C++求联通块数量

本文使用了下面五种方法求联通块数量：

1. 并查集
2. 深度优先搜索DFS
3. 广度优先搜索BFS
4. Floyd
5. Kruskal

#include<bits/stdc++.h>
using namespace std;

const int N = 110;
const int M = 10010;

int n, m;
vector<int> g[N];

int ans = 0;

// 1.并查集
int pre[N];
int find ( int x )
{
    return x == pre[x] ? pre[x] : pre[x] = find ( pre[x] );
}

void merge ( int x, int y )
{
    int rx = find ( x ), ry = find ( y );

    if ( rx != ry )
    {
        pre[rx] = ry;
    }
}

void solveA()
{

    for ( int i = 1; i <= n; i++ )
    {
        pre[i] = i;
    }

    for ( int i = 1; i <= m; i++ )

------------

* **任务目标**
**A.** 原文节选列出了哪五种求联通块数量的方法？
**B.** 把原文节选中从“void merge ( int”起到“i = 1; i <= n; i++ )”止的这段文字一字不差地重写出来。

* **空间标注记录**
------------

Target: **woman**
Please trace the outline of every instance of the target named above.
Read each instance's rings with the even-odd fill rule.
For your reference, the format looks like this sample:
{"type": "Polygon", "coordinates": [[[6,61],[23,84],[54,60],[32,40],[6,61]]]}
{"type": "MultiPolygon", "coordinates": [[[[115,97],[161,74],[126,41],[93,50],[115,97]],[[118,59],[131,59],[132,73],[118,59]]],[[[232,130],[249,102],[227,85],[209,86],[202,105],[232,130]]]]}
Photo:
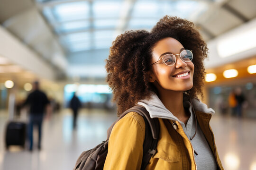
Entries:
{"type": "MultiPolygon", "coordinates": [[[[146,169],[223,169],[209,125],[214,112],[197,97],[202,95],[207,51],[192,23],[167,16],[150,33],[127,32],[113,42],[107,81],[119,115],[140,104],[159,121],[157,153],[146,169]]],[[[119,121],[104,170],[140,169],[145,133],[136,112],[119,121]]]]}

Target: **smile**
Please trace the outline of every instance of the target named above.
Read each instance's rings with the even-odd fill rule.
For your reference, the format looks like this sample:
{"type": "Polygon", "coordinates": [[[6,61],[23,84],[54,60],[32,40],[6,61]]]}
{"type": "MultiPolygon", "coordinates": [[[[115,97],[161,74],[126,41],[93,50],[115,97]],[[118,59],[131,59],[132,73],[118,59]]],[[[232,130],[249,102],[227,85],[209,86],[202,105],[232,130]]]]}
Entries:
{"type": "Polygon", "coordinates": [[[189,72],[186,72],[186,73],[184,73],[180,74],[178,74],[178,75],[175,75],[175,76],[173,76],[174,77],[182,78],[189,78],[190,77],[190,76],[189,76],[190,74],[189,73],[190,73],[189,72]]]}

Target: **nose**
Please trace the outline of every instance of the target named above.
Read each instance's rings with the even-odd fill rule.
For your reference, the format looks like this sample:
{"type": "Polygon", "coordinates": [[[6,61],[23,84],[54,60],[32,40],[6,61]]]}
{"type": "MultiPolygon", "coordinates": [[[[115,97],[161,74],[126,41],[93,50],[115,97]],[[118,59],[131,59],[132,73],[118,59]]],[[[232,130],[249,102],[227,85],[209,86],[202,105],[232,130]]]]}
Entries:
{"type": "Polygon", "coordinates": [[[184,68],[187,66],[187,63],[183,61],[181,57],[179,55],[178,56],[176,56],[176,63],[175,63],[175,67],[176,68],[184,68]]]}

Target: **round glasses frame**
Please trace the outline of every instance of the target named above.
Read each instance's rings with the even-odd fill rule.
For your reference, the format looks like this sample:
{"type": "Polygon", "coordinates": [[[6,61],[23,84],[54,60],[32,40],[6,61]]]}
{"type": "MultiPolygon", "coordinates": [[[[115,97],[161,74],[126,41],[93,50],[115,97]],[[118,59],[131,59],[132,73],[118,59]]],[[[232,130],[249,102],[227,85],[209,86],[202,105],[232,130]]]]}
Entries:
{"type": "Polygon", "coordinates": [[[174,56],[174,57],[175,57],[175,62],[174,63],[174,64],[172,64],[172,65],[167,64],[165,63],[165,61],[163,60],[163,63],[164,63],[166,65],[169,66],[173,66],[173,65],[174,65],[175,64],[175,63],[176,63],[176,60],[176,60],[176,56],[177,56],[177,55],[179,55],[179,56],[180,56],[180,58],[183,61],[184,61],[184,62],[186,62],[186,63],[190,62],[191,62],[191,61],[192,61],[192,60],[193,60],[193,53],[192,52],[192,50],[183,50],[183,51],[181,52],[181,53],[180,53],[180,54],[175,54],[175,55],[174,55],[174,54],[170,53],[170,54],[165,54],[165,55],[162,58],[161,58],[161,59],[160,59],[159,60],[158,60],[157,61],[155,61],[155,62],[154,62],[154,63],[151,64],[150,65],[150,66],[152,66],[152,65],[153,65],[153,64],[155,64],[157,62],[159,61],[160,61],[160,60],[163,60],[163,59],[164,59],[164,58],[165,57],[165,56],[166,56],[167,55],[173,55],[173,56],[174,56]],[[184,60],[182,59],[182,58],[181,57],[181,54],[182,52],[183,52],[184,51],[190,51],[190,52],[191,52],[191,54],[192,54],[192,58],[191,60],[190,60],[189,61],[185,61],[185,60],[184,60]]]}

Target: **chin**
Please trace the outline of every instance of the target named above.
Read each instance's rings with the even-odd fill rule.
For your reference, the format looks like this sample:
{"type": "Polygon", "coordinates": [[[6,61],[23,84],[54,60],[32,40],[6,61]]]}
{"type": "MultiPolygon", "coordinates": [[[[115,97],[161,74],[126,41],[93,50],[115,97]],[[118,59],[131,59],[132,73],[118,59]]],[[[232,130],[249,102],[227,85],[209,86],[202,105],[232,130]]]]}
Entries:
{"type": "Polygon", "coordinates": [[[190,85],[189,86],[184,87],[184,88],[183,88],[183,91],[186,91],[189,90],[191,89],[192,88],[192,87],[193,87],[193,85],[190,85]]]}

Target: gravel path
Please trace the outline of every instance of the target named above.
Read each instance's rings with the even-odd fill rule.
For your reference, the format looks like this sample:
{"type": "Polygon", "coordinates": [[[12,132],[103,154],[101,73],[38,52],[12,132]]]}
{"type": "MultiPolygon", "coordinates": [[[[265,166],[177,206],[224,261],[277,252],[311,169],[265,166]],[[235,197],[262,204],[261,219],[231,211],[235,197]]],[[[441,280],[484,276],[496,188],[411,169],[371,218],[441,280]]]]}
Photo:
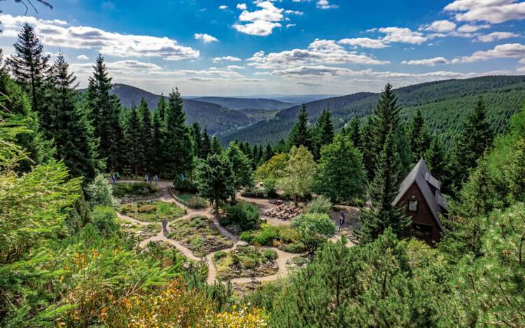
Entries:
{"type": "MultiPolygon", "coordinates": [[[[120,180],[117,183],[136,183],[136,182],[141,182],[141,181],[120,180]]],[[[159,181],[158,184],[159,184],[159,187],[170,187],[172,185],[171,183],[166,182],[166,181],[159,181]]],[[[255,203],[259,207],[259,211],[261,213],[264,213],[265,211],[267,211],[268,209],[271,208],[272,206],[274,206],[274,204],[270,204],[270,201],[266,199],[249,199],[249,198],[245,199],[244,197],[240,197],[240,198],[243,199],[243,200],[246,200],[251,203],[255,203]]],[[[232,234],[227,229],[226,229],[224,227],[220,225],[220,224],[218,222],[218,219],[211,213],[210,208],[199,209],[199,210],[189,208],[186,207],[185,205],[180,203],[179,201],[177,201],[177,200],[175,199],[175,198],[171,194],[162,195],[162,197],[156,199],[154,199],[154,201],[169,201],[169,202],[175,203],[181,208],[186,209],[187,214],[181,218],[179,218],[178,220],[189,219],[190,218],[194,215],[202,215],[202,216],[207,218],[209,220],[210,219],[210,218],[212,218],[211,221],[214,222],[214,224],[215,225],[215,227],[219,230],[220,234],[229,238],[230,239],[232,240],[232,241],[235,243],[233,247],[230,248],[221,250],[221,251],[230,252],[237,248],[237,243],[239,241],[239,238],[234,234],[232,234]]],[[[148,225],[148,224],[161,225],[162,224],[162,222],[150,222],[139,221],[138,220],[130,218],[127,215],[121,214],[118,212],[117,213],[117,216],[120,219],[125,220],[132,223],[135,223],[135,224],[141,224],[141,225],[148,225]]],[[[264,218],[266,218],[266,217],[264,217],[264,218]]],[[[164,242],[169,243],[170,245],[173,245],[174,246],[175,246],[178,250],[181,251],[181,252],[182,252],[184,255],[184,256],[186,256],[188,259],[190,259],[194,261],[200,261],[202,259],[202,257],[195,256],[193,254],[193,252],[191,251],[191,250],[184,246],[178,241],[167,238],[167,234],[164,234],[164,231],[160,231],[156,236],[154,236],[153,237],[150,237],[150,238],[148,238],[147,239],[142,241],[140,243],[140,247],[146,248],[150,241],[164,241],[164,242]]],[[[251,283],[253,281],[270,281],[270,280],[273,280],[275,279],[278,279],[279,278],[285,277],[288,274],[288,269],[286,268],[286,262],[290,258],[292,258],[293,257],[297,256],[298,255],[284,252],[274,247],[265,247],[263,248],[272,249],[272,250],[275,250],[277,252],[276,262],[277,262],[277,265],[279,266],[279,271],[277,272],[277,273],[270,275],[270,276],[265,276],[263,277],[237,278],[234,278],[231,280],[231,282],[232,283],[251,283]]],[[[217,252],[209,253],[206,255],[206,257],[204,257],[206,259],[206,262],[208,263],[209,269],[208,269],[207,282],[208,282],[208,284],[209,285],[213,285],[216,281],[216,277],[217,276],[217,271],[215,268],[215,265],[214,265],[214,262],[213,262],[214,255],[216,252],[217,252]]]]}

------------

* **参考答案**
**A.** 并查集、深度优先搜索DFS、广度优先搜索BFS、Floyd和Kruskal。

**B.**
void merge ( int x, int y )
{
    int rx = find ( x ), ry = find ( y );

    if ( rx != ry )
    {
        pre[rx] = ry;
    }
}

void solveA()
{

    for ( int i = 1; i <= n; i++ )